PROBLEM REQUIREMENTS = Repeat each entry below exactly as it stands.

TASK INPUTS =
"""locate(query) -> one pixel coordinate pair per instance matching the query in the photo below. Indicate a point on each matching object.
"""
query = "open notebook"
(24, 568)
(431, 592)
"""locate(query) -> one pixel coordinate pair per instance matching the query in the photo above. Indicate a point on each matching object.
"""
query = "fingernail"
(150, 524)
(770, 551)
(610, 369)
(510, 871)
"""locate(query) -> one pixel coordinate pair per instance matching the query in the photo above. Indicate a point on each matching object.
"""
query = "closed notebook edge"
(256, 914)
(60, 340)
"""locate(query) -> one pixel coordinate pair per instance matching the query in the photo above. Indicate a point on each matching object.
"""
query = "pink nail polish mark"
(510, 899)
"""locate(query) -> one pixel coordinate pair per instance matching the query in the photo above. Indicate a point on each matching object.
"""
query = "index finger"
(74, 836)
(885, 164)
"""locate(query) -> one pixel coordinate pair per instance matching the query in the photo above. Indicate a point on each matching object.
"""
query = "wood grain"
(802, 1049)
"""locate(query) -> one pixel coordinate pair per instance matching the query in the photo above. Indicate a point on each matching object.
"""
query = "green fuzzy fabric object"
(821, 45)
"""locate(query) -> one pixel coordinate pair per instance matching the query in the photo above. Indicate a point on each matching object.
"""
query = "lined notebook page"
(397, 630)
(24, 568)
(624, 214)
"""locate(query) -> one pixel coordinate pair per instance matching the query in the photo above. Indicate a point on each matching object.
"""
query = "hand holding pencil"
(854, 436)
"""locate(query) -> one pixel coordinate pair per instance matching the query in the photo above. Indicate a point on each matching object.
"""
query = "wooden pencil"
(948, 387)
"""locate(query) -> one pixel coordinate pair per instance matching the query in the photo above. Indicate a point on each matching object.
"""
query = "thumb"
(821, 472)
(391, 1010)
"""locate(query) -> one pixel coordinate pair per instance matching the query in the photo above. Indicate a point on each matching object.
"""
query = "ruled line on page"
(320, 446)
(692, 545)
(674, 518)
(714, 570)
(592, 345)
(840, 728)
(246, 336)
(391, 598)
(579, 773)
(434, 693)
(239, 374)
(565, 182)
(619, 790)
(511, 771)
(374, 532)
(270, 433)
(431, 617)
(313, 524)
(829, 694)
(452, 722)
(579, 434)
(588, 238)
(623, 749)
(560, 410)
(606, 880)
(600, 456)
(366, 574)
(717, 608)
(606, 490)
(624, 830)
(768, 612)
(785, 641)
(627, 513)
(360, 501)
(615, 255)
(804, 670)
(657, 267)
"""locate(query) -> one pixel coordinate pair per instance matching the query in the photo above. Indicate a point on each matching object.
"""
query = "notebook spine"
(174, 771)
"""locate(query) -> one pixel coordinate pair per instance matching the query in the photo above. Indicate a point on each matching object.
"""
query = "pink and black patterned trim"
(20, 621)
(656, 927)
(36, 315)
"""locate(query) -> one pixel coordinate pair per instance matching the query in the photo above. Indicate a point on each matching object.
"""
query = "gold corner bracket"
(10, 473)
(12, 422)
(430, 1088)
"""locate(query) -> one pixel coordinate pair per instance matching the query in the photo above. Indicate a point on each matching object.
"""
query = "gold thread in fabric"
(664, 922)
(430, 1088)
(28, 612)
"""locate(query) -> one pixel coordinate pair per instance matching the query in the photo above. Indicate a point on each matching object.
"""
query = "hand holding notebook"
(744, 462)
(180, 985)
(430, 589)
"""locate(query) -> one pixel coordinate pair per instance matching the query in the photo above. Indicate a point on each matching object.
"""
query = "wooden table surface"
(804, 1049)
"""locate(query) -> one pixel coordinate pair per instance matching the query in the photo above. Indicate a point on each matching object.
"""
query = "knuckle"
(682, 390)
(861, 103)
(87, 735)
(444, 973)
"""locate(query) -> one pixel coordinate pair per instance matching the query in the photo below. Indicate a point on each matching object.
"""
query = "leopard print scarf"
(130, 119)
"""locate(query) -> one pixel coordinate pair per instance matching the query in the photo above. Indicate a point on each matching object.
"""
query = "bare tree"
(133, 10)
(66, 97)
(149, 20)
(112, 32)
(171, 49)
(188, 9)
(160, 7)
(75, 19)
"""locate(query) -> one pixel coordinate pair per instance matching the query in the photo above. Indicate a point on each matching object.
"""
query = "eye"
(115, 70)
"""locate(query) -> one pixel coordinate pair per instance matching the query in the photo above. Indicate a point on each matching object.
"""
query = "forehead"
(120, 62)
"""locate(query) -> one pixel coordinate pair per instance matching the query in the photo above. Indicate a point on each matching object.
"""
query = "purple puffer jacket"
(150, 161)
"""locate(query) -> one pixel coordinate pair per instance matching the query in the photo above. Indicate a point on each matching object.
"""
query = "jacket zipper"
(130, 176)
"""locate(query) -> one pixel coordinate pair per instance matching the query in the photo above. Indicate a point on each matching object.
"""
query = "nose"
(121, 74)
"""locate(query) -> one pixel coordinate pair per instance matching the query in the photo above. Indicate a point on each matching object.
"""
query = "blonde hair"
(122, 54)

ANSWER =
"""locate(query) -> one pixel coordinate pair per instance matching the query in the photo below. Indicate a point on each matching object.
"""
query = "open notebook"
(24, 568)
(431, 592)
"""locate(query) -> one pixel coordinate pair per instance matching the query in the photo above. Indicate a point on each matching object.
"""
query = "fingernail"
(150, 524)
(770, 551)
(610, 369)
(510, 871)
"""locate(query) -> one pixel coordinate pair per instance matching the query in the photo above. Indicate a point on each matching object.
"""
query = "closed notebook edge"
(256, 914)
(60, 340)
"""locate(query) -> one pixel coordinate pair per instance matching the query in the photo above. Indicate a point on each matching object.
"""
query = "pink nail polish mark"
(510, 899)
"""locate(query) -> one pixel coordinate pair per instance matching the query in the photo above. Indicate a point on each matching object.
"""
query = "index finger"
(74, 836)
(885, 164)
"""locate(query) -> one pixel coordinate pair per instance matching the query in the photo above. Indicate a point on each matching object.
"""
query = "wood grain"
(802, 1049)
"""locate(query) -> one pixel coordinate pair per instance matching the query in the photo above. Indicate a point on each matching object.
"""
query = "green fuzzy fabric object"
(821, 45)
"""locate(query) -> one pixel coordinate pair per instance matching the query in the photo above. Indicate a point on each matching object.
"""
query = "lined notebook page"
(397, 630)
(24, 568)
(624, 214)
"""locate(query) -> one pixel coordinate pair per instance matching the query in the photo above. Indicate a point on each matching object.
"""
query = "hand holding pencil"
(854, 436)
"""locate(query) -> one pixel coordinate pair per instance matching the query in the photo above. Indicate a point on each matching object.
"""
query = "wooden pencil"
(948, 387)
"""locate(query) -> one pixel coordinate pair per instance matching the query in the photo above. Indicate a point on each matching object.
"""
query = "thumb"
(821, 472)
(391, 1010)
"""locate(query) -> one pixel coordinate pair per instance matching the query in the photo above. Indicate a point on each matching object.
"""
query = "ruled line on page"
(320, 446)
(692, 545)
(674, 518)
(714, 570)
(592, 345)
(840, 728)
(246, 336)
(391, 598)
(579, 773)
(434, 693)
(239, 374)
(565, 182)
(619, 790)
(511, 771)
(374, 532)
(270, 433)
(431, 617)
(313, 524)
(829, 694)
(452, 722)
(579, 434)
(588, 238)
(623, 749)
(560, 410)
(606, 880)
(600, 456)
(366, 574)
(717, 608)
(606, 490)
(624, 830)
(768, 612)
(785, 641)
(627, 513)
(360, 501)
(615, 255)
(804, 670)
(657, 267)
"""locate(query) -> one pixel coordinate pair per instance matching the query in the photo above. Indicate a point on each matching object.
"""
query = "notebook spine"
(174, 771)
"""locate(query) -> one pixel coordinate pair per instance matching the query in the photo above. Indicate a point on each matching object.
"""
query = "pink and black patterned trim"
(20, 621)
(656, 927)
(36, 315)
"""locate(query) -> one pixel coordinate pair per instance matching the query in the photo above. Indicate a point on each matching object.
"""
query = "gold corner bracket"
(10, 473)
(12, 422)
(430, 1088)
"""locate(query) -> one pixel coordinate pair per instance matching the query in the photo above. Indicate a point on each matching object.
"""
query = "gold thread in fabric"
(664, 922)
(430, 1088)
(28, 612)
"""locate(query) -> one pixel coordinate pair per instance matching the query in the photo above. Indicate a point on each matching object.
"""
query = "hand holding notebook"
(744, 462)
(180, 985)
(430, 589)
"""locate(query) -> one pixel coordinate pair per instance matching the query in the photo above. Indicate a point on each matching object.
"""
query = "wooden table surface"
(804, 1049)
"""locate(query) -> one pixel coordinate pair per instance matching the query in the photo above. Indicate a point on each matching object.
"""
query = "knuckle"
(682, 390)
(861, 103)
(87, 735)
(444, 973)
"""locate(query) -> one pixel coordinate pair per instance matching the query in the photo below. Indicate a point on each matching object.
"""
query = "leopard print scarf"
(130, 119)
"""locate(query) -> one pixel coordinate pair per instance matching the query in the photo above. Indicate a point on each matching object.
"""
query = "bare tree"
(133, 10)
(66, 97)
(149, 20)
(112, 32)
(171, 49)
(188, 9)
(160, 7)
(75, 19)
"""locate(query) -> one pixel coordinate pair per instance matching the query in the photo above. Indicate a point on each matching object.
"""
query = "eye"
(115, 70)
"""locate(query) -> one pixel coordinate pair per instance matching the query in the photo above. Indicate a point on each matching object.
"""
query = "forehead"
(120, 62)
"""locate(query) -> one pixel coordinate pair per instance matching the query in the photo above. Indicate a point on each matching object.
"""
query = "purple puffer jacket"
(150, 161)
"""locate(query) -> one pixel coordinate pair per instance matching the query in the photo above. Indicate a point on each matching object.
"""
query = "jacket zipper"
(130, 176)
"""locate(query) -> one pixel coordinate pair per instance matching the query in the photo above. Indicate a point on each matching object.
"""
query = "nose"
(121, 74)
"""locate(query) -> one pixel coordinate pair per instance matching the query in the photo above. Indicate a point on each matching object.
"""
query = "blonde hair"
(122, 54)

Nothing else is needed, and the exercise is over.